* _Required task_: Please rewrite every item below as a numbered list, leaving out any blank lines.

────────

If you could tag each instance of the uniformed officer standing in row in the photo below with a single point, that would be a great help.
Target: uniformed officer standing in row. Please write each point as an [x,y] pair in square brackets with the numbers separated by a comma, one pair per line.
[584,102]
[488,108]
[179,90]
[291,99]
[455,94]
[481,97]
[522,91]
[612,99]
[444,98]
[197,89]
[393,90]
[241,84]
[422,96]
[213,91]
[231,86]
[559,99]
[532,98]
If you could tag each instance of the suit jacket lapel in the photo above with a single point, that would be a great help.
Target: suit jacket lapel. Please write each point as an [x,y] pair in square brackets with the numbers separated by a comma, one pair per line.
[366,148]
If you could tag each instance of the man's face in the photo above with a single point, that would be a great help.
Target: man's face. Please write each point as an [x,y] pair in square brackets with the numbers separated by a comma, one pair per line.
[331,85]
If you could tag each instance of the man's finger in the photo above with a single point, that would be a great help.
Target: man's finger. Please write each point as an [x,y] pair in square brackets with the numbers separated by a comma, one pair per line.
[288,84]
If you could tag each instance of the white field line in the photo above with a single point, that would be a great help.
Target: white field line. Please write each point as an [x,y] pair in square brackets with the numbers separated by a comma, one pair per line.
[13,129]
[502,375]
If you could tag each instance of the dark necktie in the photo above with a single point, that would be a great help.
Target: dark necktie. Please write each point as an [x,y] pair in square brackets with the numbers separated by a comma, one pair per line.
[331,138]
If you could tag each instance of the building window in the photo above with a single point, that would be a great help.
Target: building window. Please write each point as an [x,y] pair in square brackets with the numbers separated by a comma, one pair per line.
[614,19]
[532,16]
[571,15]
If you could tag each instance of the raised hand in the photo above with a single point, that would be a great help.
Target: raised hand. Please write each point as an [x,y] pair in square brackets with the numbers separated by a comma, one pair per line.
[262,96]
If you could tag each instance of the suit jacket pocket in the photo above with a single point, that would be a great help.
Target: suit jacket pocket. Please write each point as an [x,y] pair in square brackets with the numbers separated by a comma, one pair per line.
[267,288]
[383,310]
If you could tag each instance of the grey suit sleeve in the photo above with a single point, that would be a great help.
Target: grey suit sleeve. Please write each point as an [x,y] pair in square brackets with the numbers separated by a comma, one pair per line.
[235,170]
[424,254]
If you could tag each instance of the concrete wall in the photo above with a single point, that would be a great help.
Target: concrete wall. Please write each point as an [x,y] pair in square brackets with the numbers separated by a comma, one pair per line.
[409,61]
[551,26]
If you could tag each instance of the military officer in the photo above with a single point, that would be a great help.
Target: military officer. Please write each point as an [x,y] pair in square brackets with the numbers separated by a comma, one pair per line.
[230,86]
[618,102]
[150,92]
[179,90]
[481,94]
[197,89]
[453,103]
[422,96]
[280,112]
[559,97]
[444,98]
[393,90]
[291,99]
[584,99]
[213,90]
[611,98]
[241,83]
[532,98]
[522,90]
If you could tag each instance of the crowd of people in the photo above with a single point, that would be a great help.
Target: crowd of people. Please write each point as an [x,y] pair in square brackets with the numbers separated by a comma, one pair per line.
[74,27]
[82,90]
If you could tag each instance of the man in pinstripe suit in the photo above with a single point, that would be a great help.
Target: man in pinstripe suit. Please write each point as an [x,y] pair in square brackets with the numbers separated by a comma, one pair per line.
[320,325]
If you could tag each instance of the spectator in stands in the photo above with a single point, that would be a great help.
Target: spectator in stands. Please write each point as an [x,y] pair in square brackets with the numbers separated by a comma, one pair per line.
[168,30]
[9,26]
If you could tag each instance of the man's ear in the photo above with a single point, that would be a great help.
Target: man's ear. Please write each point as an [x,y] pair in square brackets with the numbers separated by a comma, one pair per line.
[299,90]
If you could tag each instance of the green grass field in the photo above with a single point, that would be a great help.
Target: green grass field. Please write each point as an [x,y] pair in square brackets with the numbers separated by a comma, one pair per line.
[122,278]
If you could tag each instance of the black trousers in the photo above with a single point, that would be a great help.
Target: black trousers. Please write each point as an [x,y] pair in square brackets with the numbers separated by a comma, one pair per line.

────────

* _Completed task_:
1. If you could tag each instance of the uniformed officer standing in row in the photo below with a single point, that would be a great help.
2. Target: uniformed officer standing in row. Please write each point as an [x,y] pair in square brackets with the numbers separated by a comma, one pair per line.
3. [584,102]
4. [488,108]
5. [179,90]
6. [291,99]
7. [455,94]
8. [481,97]
9. [522,91]
10. [612,99]
11. [444,98]
12. [197,89]
13. [393,90]
14. [241,84]
15. [422,96]
16. [213,91]
17. [231,86]
18. [559,99]
19. [532,98]
20. If you could tag each instance of the suit jacket lapel in the photo above with a single point, that would be a great help.
21. Target: suit jacket lapel. Please write each point as an [x,y] pair in square brackets with the numbers separated by a comma, one pair per line.
22. [366,148]
23. If you could tag each instance of the man's face in the photo above with a single point, that would be a great help.
24. Target: man's face. Please write each point as an [x,y] pair in square brackets with the numbers separated by a comma, one pair per line.
25. [331,85]
26. If you could tag each instance of the man's finger in the photo above with a single point, that would be a great help.
27. Target: man's finger. Please write each point as an [x,y] pair in square brackets with the numbers separated by a comma, one pair per line.
28. [288,84]
29. If you could tag each instance of the white field line in the photo above with a single point, that would be a great help.
30. Target: white field line. Please write each point as an [x,y] pair in square brackets with the numbers separated by a comma, one pair per line.
31. [13,129]
32. [502,375]
33. If you could tag each instance of the dark necktie in the photo above with a single point, that would be a great help.
34. Target: dark necktie. Please write each point as an [x,y] pair in square brackets with the numbers separated by a comma, one pair per line.
35. [331,138]
36. If you could tag each instance of the building window in the photo above with a single point, that would be a great help.
37. Target: building window. Please write each point as an [x,y] pair in square brackets with the numbers separated by a comma, one pair per line.
38. [614,19]
39. [532,16]
40. [571,15]
41. If you could tag each instance of the raised hand in the photo above with a single point, that would be a great help.
42. Target: raised hand. Please write each point as an [x,y] pair in square brackets with the numbers separated by a comma, one pair per line.
43. [262,96]
44. If you could tag each instance of the suit jacket pocket in the photo above with a single point, that would be a great help.
45. Target: suit jacket pocket. Please write each point as an [x,y] pair in square brackets with the numbers separated by a comma, one pair per line.
46. [267,288]
47. [383,310]
48. If you could tag each instance of the grey suit sleeve in the photo above with a single point, that would be a great help.
49. Target: grey suit sleeve. Please write each point as an [x,y] pair in square brackets with the numbers separated by a comma, one pair per line.
50. [235,170]
51. [424,254]
52. If you could tag each instance of the concrete wall in the photo above with a single point, that would be a great help.
53. Target: concrete wall. Please write each point as an [x,y] pair in square brackets with the numbers separated by a comma, one pair per line.
54. [409,61]
55. [551,26]
56. If you could tag each instance of the military officer in the photo above with a single point, that would be a great help.
57. Target: military officer. Please write each point as an [x,y] pair in square brackets with the numbers separated by a comma, one pair per line.
58. [230,86]
59. [618,102]
60. [150,92]
61. [179,90]
62. [481,94]
63. [197,89]
64. [453,103]
65. [422,96]
66. [280,112]
67. [559,97]
68. [444,98]
69. [393,90]
70. [291,99]
71. [584,99]
72. [213,90]
73. [611,98]
74. [241,83]
75. [532,98]
76. [522,90]
77. If you could tag each instance of the crowd of people in the photo above with a single point, that would be a great help.
78. Target: crowd of people. Please write each point as an [x,y] pair in square brackets with the numbers separated by a comma, one pair per line.
79. [74,27]
80. [82,90]
81. If you could tag each instance of the man in pinstripe suit in the photo above with a single point, that would be a great help.
82. Target: man in pinstripe suit. Please write each point as an [x,y] pair in square brackets with the numbers separated by a comma, one pair per line.
83. [320,325]
84. If you could tag each instance of the spectator in stands in the photo above with a single point, that would be a great help.
85. Target: spectator in stands. Please write each point as an [x,y] pair in square brackets with the numbers separated by a comma, one pair per line.
86. [168,30]
87. [9,26]
88. If you could tag each instance of the man's ear in the photo above with a single point, that would be a great help.
89. Target: man's ear. Please write each point as an [x,y] pair in square brackets with the numbers separated by a comma, one pair per line.
90. [299,90]
91. If you could tag each instance of the green grass field in the photo above with a single point, that would be a great help.
92. Target: green grass field. Please write each point as an [x,y] pair in square brackets with the numbers separated by a comma, one pair per line.
93. [122,278]
94. If you could tag each instance of the black trousers in the photo above with a single point, that would be a great help.
95. Target: black trousers. Please write each point as an [x,y] pair in square brackets with the numbers separated by a comma, one pair per line.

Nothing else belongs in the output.